# [WRITTEN TASK]
Render each of the lines below as one string in a JSON list, omitting any blank lines.

# [SUPPLIED INFORMATION]

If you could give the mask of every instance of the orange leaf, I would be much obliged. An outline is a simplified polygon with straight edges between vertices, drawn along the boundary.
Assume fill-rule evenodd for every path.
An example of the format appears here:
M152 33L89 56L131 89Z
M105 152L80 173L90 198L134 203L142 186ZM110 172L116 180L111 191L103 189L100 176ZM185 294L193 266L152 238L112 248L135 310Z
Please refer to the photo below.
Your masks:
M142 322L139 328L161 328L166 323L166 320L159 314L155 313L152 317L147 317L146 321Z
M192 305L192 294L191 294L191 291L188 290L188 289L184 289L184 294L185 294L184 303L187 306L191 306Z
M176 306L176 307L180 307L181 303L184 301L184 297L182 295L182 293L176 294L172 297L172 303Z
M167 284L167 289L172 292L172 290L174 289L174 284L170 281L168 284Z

# [EXERCISE RESPONSE]
[
  "If you could give the mask of every instance of the orange leaf, I would be much obliged. An outline is a simplified polygon with straight edges between vertices, drawn along the boundary.",
  "Assume fill-rule evenodd for every path.",
  "An example of the format appears here:",
  "M152 33L89 56L131 89Z",
  "M105 152L80 173L90 198L134 203L142 186ZM110 172L116 180L111 191L103 189L100 176ZM185 294L193 266L152 238L112 248L135 310Z",
  "Please refer to the photo below.",
  "Your masks:",
  "M142 322L139 328L161 328L166 323L166 320L159 314L155 313L152 317L147 317L146 321Z",
  "M192 305L192 294L191 294L191 291L188 290L188 289L184 289L184 294L185 294L184 303L187 306L191 306Z",
  "M176 306L176 307L180 307L181 303L184 301L184 297L182 295L182 293L176 294L172 297L172 303Z",
  "M167 284L167 289L172 292L172 290L174 289L174 284L170 281L168 284Z"
]